* BEGIN Excerpted passage *

It has no doubt struck all persons who love to look at nature, how different the skies are in different countries. I fancy Irish or French clouds are as characteristic as Irish or French landscapes. It would be well to have a daguerreotype and get a series of each. Some way beyond Dunmanway the road takes us through a noble savage country of rocks and heath. Nor must the painter forget long black tracts of bog here and there, and the water glistening brightly at the places where the turf has been cut away. Add to this, and chiefly by the banks of rivers, a ruined old castle or two: some were built by the Danes, it is said. The O’Connors, the O’Mahonys, the O’Driscolls were lords of many others, and their ruined towers may be seen here and along the sea.
Near Dunmanway that great coach, “The Skibbereen Industry,” dashed by us at seven miles an hour; a wondrous vehicle: there were gaps between every one of the panels; you could see daylight through and through it. Like our machine, it was full, with three complementary sailors on the roof, as little harness as possible to the horses, and as long stages as horses can well endure: ours were each 18-mile stages. About eight miles from Skibbereen a one-horse car met us, and carried away an offshoot of passengers to Bantry. Five passengers and their luggage, and a very wild, steep road: all this had one poor little pony to overcome! About the towns there were some show of gentlemen’s cars, smart and well appointed, and on the road great numbers of country carts: an army of them met us, coming from Skibbereen, and laden with grey sand for manure.
Before you enter the city of Skibbereen, the tall new poorhouse presents itself to the eye of the traveller; of the common model, being a bastard-Gothic edifice, with a profusion of cottage-ornee (is cottage masculine or feminine in French?) — of cottage-ornee roofs, and pinnacles, and insolent-looking stacks of chimneys. It is built for 900 people, but as yet not more than 400 have been induced to live in it; the beggars preferring the freedom of their precarious trade to the dismal certainty within its walls. Next we come to the chapel, a very large, respectable-looking building of dark-grey stone; and presently, behold, by the crowd of blackguards in waiting, “The Skibbereen Perseverance” has found its goal, and you are inducted to the “hotel” opposite.

* END Excerpted passage *
* BEGIN Record set *

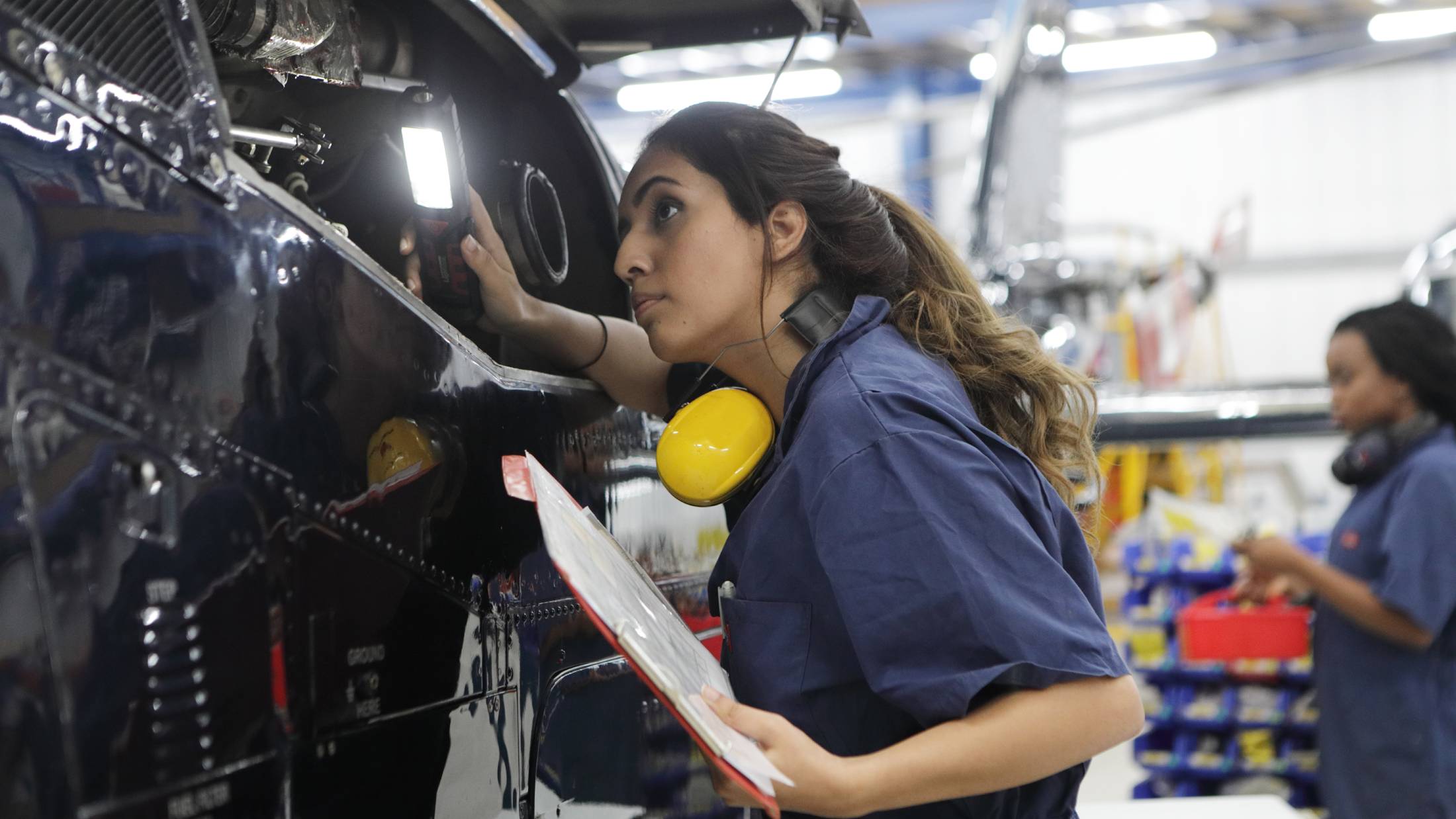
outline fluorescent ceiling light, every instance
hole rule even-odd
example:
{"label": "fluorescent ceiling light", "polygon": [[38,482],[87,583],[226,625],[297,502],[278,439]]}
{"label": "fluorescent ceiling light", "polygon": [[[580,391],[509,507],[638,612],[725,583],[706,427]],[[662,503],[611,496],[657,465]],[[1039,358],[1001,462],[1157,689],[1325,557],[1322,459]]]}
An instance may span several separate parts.
{"label": "fluorescent ceiling light", "polygon": [[1165,33],[1107,42],[1077,42],[1061,52],[1061,67],[1070,73],[1102,71],[1207,60],[1217,52],[1219,44],[1208,32]]}
{"label": "fluorescent ceiling light", "polygon": [[1075,33],[1107,33],[1117,28],[1117,20],[1096,9],[1072,9],[1067,28]]}
{"label": "fluorescent ceiling light", "polygon": [[[623,111],[677,111],[696,102],[741,102],[759,105],[769,93],[773,74],[744,77],[713,77],[709,80],[677,80],[671,83],[636,83],[622,86],[617,105]],[[839,93],[843,80],[833,68],[785,71],[773,89],[773,99],[802,99]]]}
{"label": "fluorescent ceiling light", "polygon": [[1456,32],[1456,9],[1386,12],[1370,17],[1370,39],[1417,39]]}
{"label": "fluorescent ceiling light", "polygon": [[1143,22],[1153,28],[1165,29],[1184,22],[1184,16],[1162,3],[1149,3],[1143,6]]}
{"label": "fluorescent ceiling light", "polygon": [[990,51],[971,57],[971,76],[983,83],[996,76],[996,58]]}
{"label": "fluorescent ceiling light", "polygon": [[795,60],[828,63],[836,54],[839,54],[839,44],[834,42],[833,36],[810,36],[799,44],[799,51],[795,55]]}
{"label": "fluorescent ceiling light", "polygon": [[399,129],[405,140],[405,164],[409,166],[409,188],[421,208],[448,211],[450,166],[446,163],[444,134],[434,128]]}
{"label": "fluorescent ceiling light", "polygon": [[1047,28],[1041,23],[1026,31],[1026,51],[1037,57],[1056,57],[1061,54],[1061,47],[1067,44],[1067,35],[1059,28]]}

* END Record set *

**Written instruction**
Please pick up the passage about the coach ride to Skibbereen and carry it on from its last sentence.

**Reply to the task**
Some gentlemen were at the coach, besides those of lower degree. Here was a fat fellow with large whiskers, a geranium, and a cigar; yonder a tall handsome old man that I would swear was a dragoon on half-pay. He had a little cap, a Taglioni coat, a pair of beautiful spaniels, and a pair of knee-breeches which showed a very handsome old leg; and his object seemed to be to invite everybody to dinner as they got off the coach. No doubt he has seen the “Skibbereen Perseverance “ come in ever since it was a “Perseverance.” It is wonderful to think what will interest men in prisons or country towns!
There is a dirty coffee-room, with a strong smell of whiskey; indeed three young “materialists” are employed at the moment: and I hereby beg to offer an apology to three other gentlemen — the captain, another, and the gentleman of the geranium, who had caught hold of a sketching-stool which is my property, and were stretching it, and sitting upon it, and wondering, and talking of it, when the owner came in, and they bounced off to their seats like so many school-boys. Dirty as the place was, this was no reason why it should not produce an exuberant dinner of trout and Kerry mutton; after which Dan the waiter, holding up a dingy decanter, asks how much whiskey I’d have.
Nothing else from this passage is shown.